Uwaga - filolodzy budują dom !!!
Jakby ktoś pytał, to dalej nic się nie dzieje. Tzn. nic konkretnego.
Pani architekt już drugi miesiąc miętoli projekt i jest ciągle zapracowana i nie ma czasu na spotkanie.
Przedmiar sporządziliśmy z bratem i poszło pierwsze zapytanie - zobaczymy co z niego wyniknie.
Z informacji z wodociągów wynika, że może w tym roku do działki zostanie podprowadzona woda.
Problemem jest dojazd - tam gdzie zaplanowano drogę jest niewywłaszczona działka. Gmina twierdzi, że wywłaszczy ten pas, jak właściciel zrobi podział. Jak się nietrudno domyślić właściciel ma to gdzieś i woli siać na tej ziemi rzepak i gwizdać.

## Zebrany materiał
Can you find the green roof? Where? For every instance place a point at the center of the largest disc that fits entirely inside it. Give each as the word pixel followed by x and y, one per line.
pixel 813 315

## Do wykonania
Od jak dawna, według wpisu o budowie domu, pani architekt pracuje nad projektem?

## Odpowiedź
Pani architekt pracuje nad projektem już drugi miesiąc.